::: EXERCISE PASSAGE
EpiRomania (formerly ANBER), Romania
Project: EPI Caravanbringing education and medical services to people in rural and isolated areas
EpiRomania is the only association in Romania that focuses on the social aspects of epilepsy. The association was founded in 2001 and its first projects focused on creating support groups for people with epilepsy. Since 2003 the organization has been involved in advocacy campaigns focused on several problems that people with epilepsy face (lack of government funding for medication, driving issues, etc).
The year 2007 brings some big changes for the organization. Staff numbers are increasing to 7 as the organization launches its biggest project yet, the first epilepsy clinic in Romania EpiCenter (starting in May 2007). All current members of staff have at least 2 years experience in working with people with epilepsy.
In 2004 EpiRomania began its first large project designed for the rural areas in Cluj County. The project brought more valuable information about the problems of people with epilepsy and also about what could be done for them. Official data showed that only 55% of people with epilepsy receive some kind of treatment. EpiRomania has discovered that in the rural areas the prevalence of epilepsy is well below average and of those who are diagnosed and assumed to be under medical treatment, only some are actually under medication and also many are improperly treated (seizure frequency is very high). As for seizure control, this is not really an issue because in Romania most doctors only equate epilepsy with having seizures.
::::::
::: INFORMATION GIVEN
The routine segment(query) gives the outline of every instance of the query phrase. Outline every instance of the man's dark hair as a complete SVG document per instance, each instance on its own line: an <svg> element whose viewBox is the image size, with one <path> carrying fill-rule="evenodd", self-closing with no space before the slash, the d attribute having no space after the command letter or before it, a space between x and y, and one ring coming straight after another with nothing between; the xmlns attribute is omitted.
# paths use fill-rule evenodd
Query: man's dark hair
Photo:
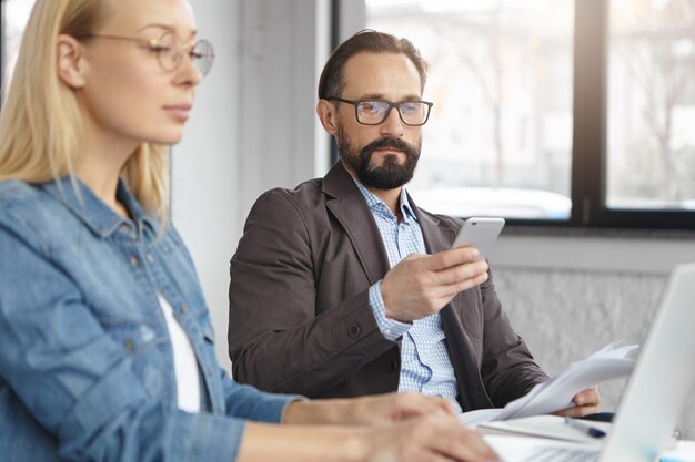
<svg viewBox="0 0 695 462"><path fill-rule="evenodd" d="M319 80L319 99L325 100L329 96L341 96L345 88L345 63L357 53L405 54L415 64L420 74L420 91L424 91L427 79L427 63L422 59L420 51L411 41L395 38L389 33L365 29L345 40L331 53Z"/></svg>

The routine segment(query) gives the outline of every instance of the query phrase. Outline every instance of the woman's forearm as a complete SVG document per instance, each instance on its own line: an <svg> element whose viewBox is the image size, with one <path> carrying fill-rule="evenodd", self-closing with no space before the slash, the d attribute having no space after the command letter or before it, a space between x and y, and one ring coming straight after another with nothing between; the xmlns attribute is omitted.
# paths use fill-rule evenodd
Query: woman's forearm
<svg viewBox="0 0 695 462"><path fill-rule="evenodd" d="M239 462L356 462L366 459L365 430L250 422Z"/></svg>

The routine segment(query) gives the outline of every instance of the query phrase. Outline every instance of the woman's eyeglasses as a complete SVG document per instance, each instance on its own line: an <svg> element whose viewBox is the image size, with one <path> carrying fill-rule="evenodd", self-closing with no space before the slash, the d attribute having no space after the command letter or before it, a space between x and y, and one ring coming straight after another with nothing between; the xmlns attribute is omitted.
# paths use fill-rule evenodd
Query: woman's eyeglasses
<svg viewBox="0 0 695 462"><path fill-rule="evenodd" d="M194 43L183 44L173 32L167 32L159 39L140 39L134 37L108 35L92 33L84 39L121 40L138 43L141 48L157 54L157 60L164 71L174 71L181 64L181 59L188 54L201 75L207 75L214 61L212 43L198 40Z"/></svg>

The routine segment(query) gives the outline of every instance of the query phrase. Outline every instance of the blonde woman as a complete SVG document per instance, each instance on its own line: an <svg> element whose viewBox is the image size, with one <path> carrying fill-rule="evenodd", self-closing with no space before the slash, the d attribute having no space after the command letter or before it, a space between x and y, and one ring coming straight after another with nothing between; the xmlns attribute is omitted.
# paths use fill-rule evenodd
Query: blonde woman
<svg viewBox="0 0 695 462"><path fill-rule="evenodd" d="M218 366L164 213L212 60L185 0L37 1L0 114L0 459L494 458L444 400L308 401Z"/></svg>

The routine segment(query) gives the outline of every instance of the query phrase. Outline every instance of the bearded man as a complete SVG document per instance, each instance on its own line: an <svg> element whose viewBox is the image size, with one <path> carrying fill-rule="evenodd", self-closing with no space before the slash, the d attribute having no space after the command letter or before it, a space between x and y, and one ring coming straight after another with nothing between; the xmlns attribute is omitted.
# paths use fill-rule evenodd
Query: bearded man
<svg viewBox="0 0 695 462"><path fill-rule="evenodd" d="M263 194L231 260L238 381L310 398L416 391L471 411L547 379L487 263L451 248L462 222L405 192L433 105L425 80L420 52L385 33L362 31L330 57L316 114L340 161L323 178ZM598 401L581 392L565 413Z"/></svg>

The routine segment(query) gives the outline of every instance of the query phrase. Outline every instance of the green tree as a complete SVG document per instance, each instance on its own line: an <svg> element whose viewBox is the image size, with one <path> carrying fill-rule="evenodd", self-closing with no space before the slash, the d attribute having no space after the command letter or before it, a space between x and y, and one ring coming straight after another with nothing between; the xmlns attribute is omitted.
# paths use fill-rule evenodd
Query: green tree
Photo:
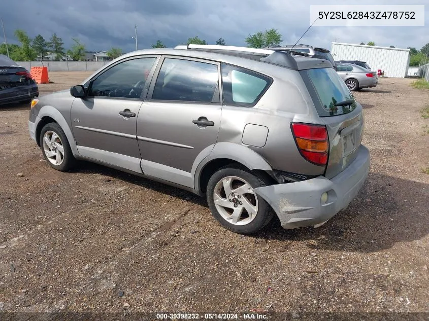
<svg viewBox="0 0 429 321"><path fill-rule="evenodd" d="M206 42L205 40L202 40L200 38L198 38L197 35L195 35L194 37L192 38L188 38L188 42L187 43L188 45L207 45L207 43Z"/></svg>
<svg viewBox="0 0 429 321"><path fill-rule="evenodd" d="M19 61L19 59L20 59L20 47L15 44L8 44L7 50L6 44L0 45L0 54L7 56L8 50L9 52L9 58L14 61Z"/></svg>
<svg viewBox="0 0 429 321"><path fill-rule="evenodd" d="M17 53L17 60L20 61L34 60L37 58L37 54L31 47L31 39L23 30L17 29L15 30L15 37L21 43L21 47L18 52Z"/></svg>
<svg viewBox="0 0 429 321"><path fill-rule="evenodd" d="M249 34L244 41L247 44L248 47L253 48L275 47L280 46L282 42L282 35L277 29L270 29L264 32L257 31L253 34Z"/></svg>
<svg viewBox="0 0 429 321"><path fill-rule="evenodd" d="M38 57L40 56L42 60L48 55L51 44L46 41L40 34L38 34L31 42L31 48L35 51Z"/></svg>
<svg viewBox="0 0 429 321"><path fill-rule="evenodd" d="M54 33L51 37L50 42L51 48L50 49L55 53L55 60L60 60L62 56L65 55L64 47L62 47L62 45L64 45L62 39L57 37L56 33Z"/></svg>
<svg viewBox="0 0 429 321"><path fill-rule="evenodd" d="M270 29L265 31L265 46L277 47L282 41L282 35L277 29Z"/></svg>
<svg viewBox="0 0 429 321"><path fill-rule="evenodd" d="M219 38L216 40L216 44L218 46L225 46L225 40L223 38Z"/></svg>
<svg viewBox="0 0 429 321"><path fill-rule="evenodd" d="M67 54L74 60L81 60L85 58L85 45L77 38L72 38L74 44L67 51Z"/></svg>
<svg viewBox="0 0 429 321"><path fill-rule="evenodd" d="M410 49L410 54L411 56L414 56L414 55L416 55L418 53L417 50L414 47L407 47L407 49Z"/></svg>
<svg viewBox="0 0 429 321"><path fill-rule="evenodd" d="M122 50L121 48L116 48L112 47L110 50L107 52L107 55L112 59L116 59L122 55Z"/></svg>
<svg viewBox="0 0 429 321"><path fill-rule="evenodd" d="M411 56L410 59L410 65L418 66L421 62L425 62L427 60L426 55L421 52L419 52L413 56Z"/></svg>
<svg viewBox="0 0 429 321"><path fill-rule="evenodd" d="M152 45L151 47L153 48L166 48L167 46L162 43L160 40L157 40L155 45Z"/></svg>
<svg viewBox="0 0 429 321"><path fill-rule="evenodd" d="M429 56L429 43L423 46L420 50L420 52L425 56Z"/></svg>
<svg viewBox="0 0 429 321"><path fill-rule="evenodd" d="M252 48L260 48L265 46L265 39L263 32L258 31L253 34L249 34L246 37L244 41L247 44L247 47Z"/></svg>

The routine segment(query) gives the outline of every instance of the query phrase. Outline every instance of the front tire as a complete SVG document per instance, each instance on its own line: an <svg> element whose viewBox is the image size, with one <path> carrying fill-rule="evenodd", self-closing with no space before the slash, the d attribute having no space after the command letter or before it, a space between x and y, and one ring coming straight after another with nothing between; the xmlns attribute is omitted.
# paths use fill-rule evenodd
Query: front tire
<svg viewBox="0 0 429 321"><path fill-rule="evenodd" d="M53 168L67 171L74 167L76 160L65 134L59 125L56 123L45 125L40 132L40 139L45 159Z"/></svg>
<svg viewBox="0 0 429 321"><path fill-rule="evenodd" d="M255 233L270 222L274 212L253 189L269 185L269 179L258 173L242 168L223 167L209 180L209 208L228 230L243 234Z"/></svg>
<svg viewBox="0 0 429 321"><path fill-rule="evenodd" d="M359 90L359 82L354 78L350 78L346 81L346 85L350 91L356 91Z"/></svg>

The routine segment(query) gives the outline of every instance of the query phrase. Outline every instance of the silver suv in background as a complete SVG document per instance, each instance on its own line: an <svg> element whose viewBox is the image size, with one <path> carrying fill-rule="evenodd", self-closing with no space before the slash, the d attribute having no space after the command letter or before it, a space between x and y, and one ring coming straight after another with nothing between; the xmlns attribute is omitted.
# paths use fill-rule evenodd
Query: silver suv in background
<svg viewBox="0 0 429 321"><path fill-rule="evenodd" d="M182 45L124 55L34 99L30 135L54 168L87 160L206 195L223 226L273 213L318 226L368 175L361 106L326 60Z"/></svg>
<svg viewBox="0 0 429 321"><path fill-rule="evenodd" d="M336 64L331 52L324 48L314 47L309 45L300 44L296 46L280 46L279 47L273 47L267 48L268 49L273 50L281 50L282 51L289 51L292 50L294 52L301 52L308 55L310 57L318 58L319 59L327 59L335 69L337 69Z"/></svg>

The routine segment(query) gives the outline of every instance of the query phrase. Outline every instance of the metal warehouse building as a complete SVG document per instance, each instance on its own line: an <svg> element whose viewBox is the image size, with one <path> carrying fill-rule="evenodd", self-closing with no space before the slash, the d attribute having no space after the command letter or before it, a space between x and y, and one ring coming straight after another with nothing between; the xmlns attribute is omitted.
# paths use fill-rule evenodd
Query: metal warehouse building
<svg viewBox="0 0 429 321"><path fill-rule="evenodd" d="M373 71L381 69L387 77L405 78L410 64L409 49L332 43L331 54L336 61L366 61Z"/></svg>

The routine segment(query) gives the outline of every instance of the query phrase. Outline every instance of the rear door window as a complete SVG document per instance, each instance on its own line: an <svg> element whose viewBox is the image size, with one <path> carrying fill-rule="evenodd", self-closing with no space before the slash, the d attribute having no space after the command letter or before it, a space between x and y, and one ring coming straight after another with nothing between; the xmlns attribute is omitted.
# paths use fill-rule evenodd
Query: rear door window
<svg viewBox="0 0 429 321"><path fill-rule="evenodd" d="M300 72L321 117L347 114L356 108L356 101L344 81L332 68L308 69ZM349 105L337 105L351 101Z"/></svg>
<svg viewBox="0 0 429 321"><path fill-rule="evenodd" d="M217 65L167 58L159 70L152 99L219 102Z"/></svg>
<svg viewBox="0 0 429 321"><path fill-rule="evenodd" d="M223 102L228 105L254 106L272 82L254 72L224 63L221 66Z"/></svg>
::::::
▶ _ASSIGNMENT 1_: According to the text about EpiRomania, in what year was the association founded?
▶ _ASSIGNMENT 2_: Rewrite the part of the text about EpiRomania starting with "The year 2007" and going on through "with people with epilepsy.", putting "center" in place of "clinic".
▶ _ASSIGNMENT 3_: Translate this sentence from the text about EpiRomania into Spanish: "The association was founded in 2001 and its first projects focused on creating support groups for people with epilepsy."

▶ _ANSWER 1_: 2001

▶ _ANSWER 2_:
The year 2007 brings some big changes for the organization. Staff numbers are increasing to 7 as the organization launches its biggest project yet, the first epilepsy center in Romania EpiCenter (starting in May 2007). All current members of staff have at least 2 years experience in working with people with epilepsy.

▶ _ANSWER 3_: La asociación se fundó en 2001 y sus primeros proyectos se centraron en crear grupos de apoyo para personas con epilepsia.